▸ **TASK DESCRIPTION**: Each entry below should be printed exactly as given.

▸ **SUPPLIED RECORDS**:
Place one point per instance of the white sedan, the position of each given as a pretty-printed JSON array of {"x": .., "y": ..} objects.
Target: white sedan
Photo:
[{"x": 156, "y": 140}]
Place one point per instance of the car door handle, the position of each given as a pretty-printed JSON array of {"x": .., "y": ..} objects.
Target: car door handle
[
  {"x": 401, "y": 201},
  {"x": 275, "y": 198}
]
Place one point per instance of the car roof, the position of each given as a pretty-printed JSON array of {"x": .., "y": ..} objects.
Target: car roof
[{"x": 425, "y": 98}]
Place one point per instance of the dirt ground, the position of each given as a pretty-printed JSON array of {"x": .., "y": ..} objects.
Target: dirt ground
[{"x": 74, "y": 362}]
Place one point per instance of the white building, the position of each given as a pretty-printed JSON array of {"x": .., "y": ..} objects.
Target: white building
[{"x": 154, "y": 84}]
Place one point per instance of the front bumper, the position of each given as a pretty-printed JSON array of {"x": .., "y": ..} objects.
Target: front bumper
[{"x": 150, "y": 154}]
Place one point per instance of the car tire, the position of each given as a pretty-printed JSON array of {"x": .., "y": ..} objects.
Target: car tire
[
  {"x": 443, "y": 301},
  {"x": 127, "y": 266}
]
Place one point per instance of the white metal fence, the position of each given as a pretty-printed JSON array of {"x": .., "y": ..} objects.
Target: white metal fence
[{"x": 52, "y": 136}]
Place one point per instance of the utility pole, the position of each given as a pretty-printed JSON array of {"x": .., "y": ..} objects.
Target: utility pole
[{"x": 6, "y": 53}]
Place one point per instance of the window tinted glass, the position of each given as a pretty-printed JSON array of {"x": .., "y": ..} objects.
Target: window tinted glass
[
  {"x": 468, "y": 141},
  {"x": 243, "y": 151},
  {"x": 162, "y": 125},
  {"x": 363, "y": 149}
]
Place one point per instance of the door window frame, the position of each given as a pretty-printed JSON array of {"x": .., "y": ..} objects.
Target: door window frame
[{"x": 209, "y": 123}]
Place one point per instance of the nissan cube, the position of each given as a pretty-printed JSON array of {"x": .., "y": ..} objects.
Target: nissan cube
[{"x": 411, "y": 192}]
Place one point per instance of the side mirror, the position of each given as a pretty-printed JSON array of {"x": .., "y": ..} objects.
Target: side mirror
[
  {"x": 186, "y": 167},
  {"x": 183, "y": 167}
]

▸ **WRITTEN REPLY**:
Place one point per instance of the white sedan, the position of each given as a pretty-printed JSON array of {"x": .., "y": ..} objects.
Target: white sedan
Photo:
[{"x": 156, "y": 140}]
Place one point per instance of the car door handle, the position of each given as a pretty-printed JSON array of {"x": .., "y": ..} objects.
Target: car door handle
[
  {"x": 401, "y": 201},
  {"x": 275, "y": 198}
]
Place one point per instance of the car roof, the position of each given as a pretty-printed JSON array of {"x": .., "y": ..} objects.
Target: car roof
[{"x": 425, "y": 98}]
Place one point per instance of the dirt ground, the position of each given as a pretty-printed JSON array of {"x": .., "y": ..} objects.
Target: dirt ground
[{"x": 74, "y": 362}]
Place one point per instance of the white building, the position of each given as a pretty-printed JSON array of {"x": .., "y": ..} objects.
Target: white building
[{"x": 154, "y": 84}]
Place one point per instance of the front bumper, the position of each given as a pretty-printed JSON array of {"x": .., "y": ..} objects.
Target: front bumper
[{"x": 150, "y": 154}]
Place one point per instance of the car tire, the position of each given as a pretty-printed JSON array of {"x": .., "y": ..} objects.
Target: car tire
[
  {"x": 443, "y": 301},
  {"x": 127, "y": 266}
]
Place one point per instance of the white metal fence, the position of each given as a pretty-printed JSON array of {"x": .., "y": ..} objects.
Target: white metal fence
[{"x": 52, "y": 136}]
Place one point per instance of the utility pole, the position of each given as a pretty-printed JSON array of {"x": .., "y": ..} objects.
Target: utility pole
[{"x": 6, "y": 53}]
Place one point per instance of the window tinted glass, the position of each given as a pretty-printed JSON array of {"x": .., "y": ..} objects.
Target: window tinted glass
[
  {"x": 468, "y": 141},
  {"x": 243, "y": 151},
  {"x": 162, "y": 125},
  {"x": 363, "y": 149}
]
Place one point per instance of the door window frame, the position of each given as a pretty-printed JSON array of {"x": .., "y": ..} objects.
Target: door window frame
[{"x": 209, "y": 123}]
Place one point per instance of the nissan cube, the position of each given as a pretty-printed JSON array of {"x": .., "y": ..} objects.
Target: nissan cube
[{"x": 411, "y": 192}]
Place one point per instance of the side mirror, the position of each given as a pretty-printed JSON array of {"x": .., "y": ..} objects.
Target: side mirror
[
  {"x": 186, "y": 167},
  {"x": 183, "y": 167}
]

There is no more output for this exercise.